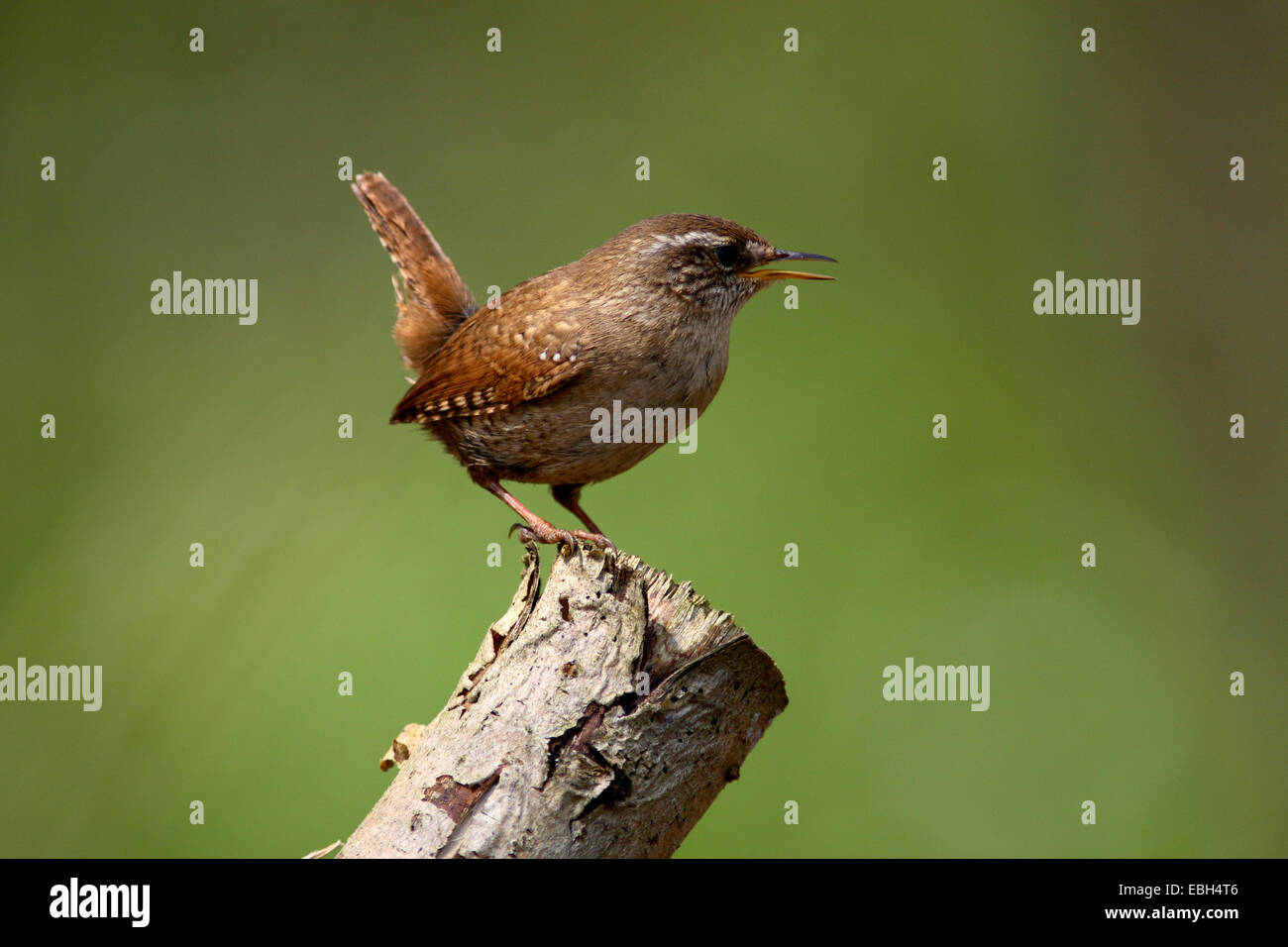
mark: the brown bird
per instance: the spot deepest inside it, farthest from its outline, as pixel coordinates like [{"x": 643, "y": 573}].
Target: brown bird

==

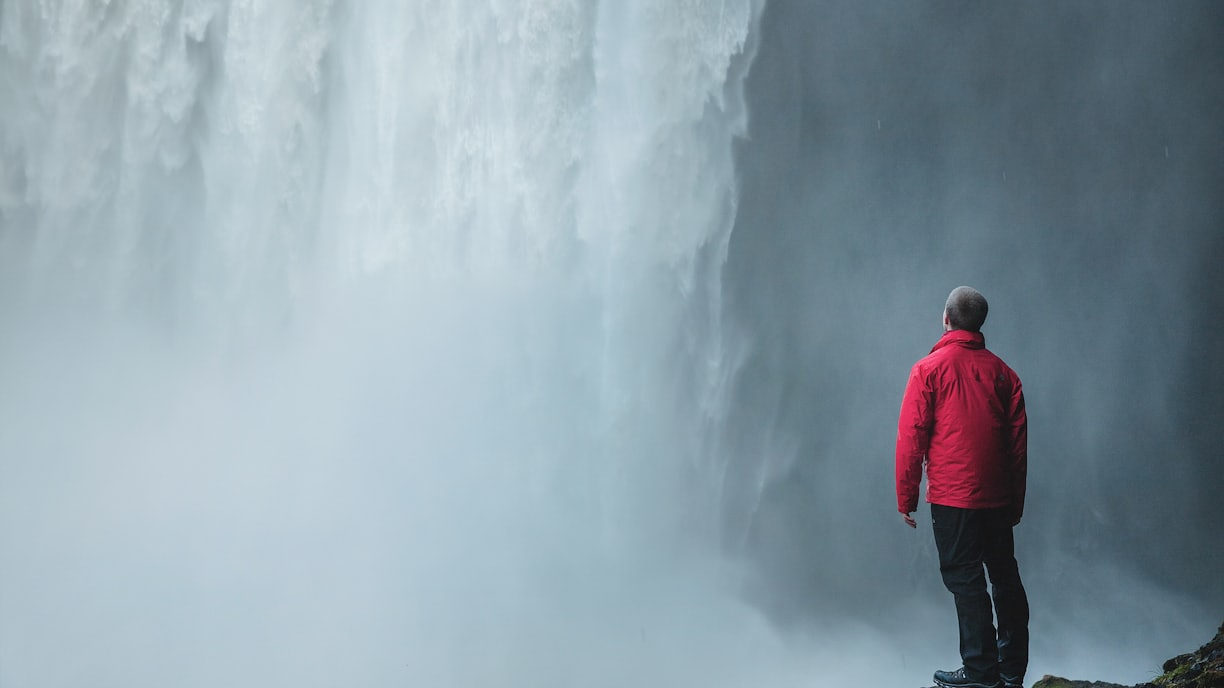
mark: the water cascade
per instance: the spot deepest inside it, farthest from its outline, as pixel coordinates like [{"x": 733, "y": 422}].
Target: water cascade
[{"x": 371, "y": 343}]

==

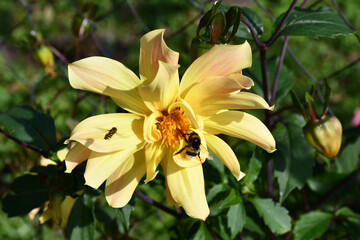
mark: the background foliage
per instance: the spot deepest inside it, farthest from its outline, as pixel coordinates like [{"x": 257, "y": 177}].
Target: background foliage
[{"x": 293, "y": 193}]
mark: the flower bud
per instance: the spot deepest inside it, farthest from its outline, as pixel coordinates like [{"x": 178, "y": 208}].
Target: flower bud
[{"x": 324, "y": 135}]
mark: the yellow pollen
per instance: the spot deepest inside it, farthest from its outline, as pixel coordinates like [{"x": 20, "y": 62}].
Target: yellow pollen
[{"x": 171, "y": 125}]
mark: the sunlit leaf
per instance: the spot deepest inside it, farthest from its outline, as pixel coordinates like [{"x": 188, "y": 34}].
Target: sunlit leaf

__WHAT THE EXERCISE ASKS__
Your answer should be the lines above from the one containing "mark: the sunlit leaf" through the one containing "Target: sunlit leaf", copied exactly and with both ends kept.

__RESULT BELOW__
mark: the sunlit leaf
per instance: the spot deepest inside it, farthest from its outline, as pixel coordinates like [{"x": 188, "y": 34}].
Target: sunlit leaf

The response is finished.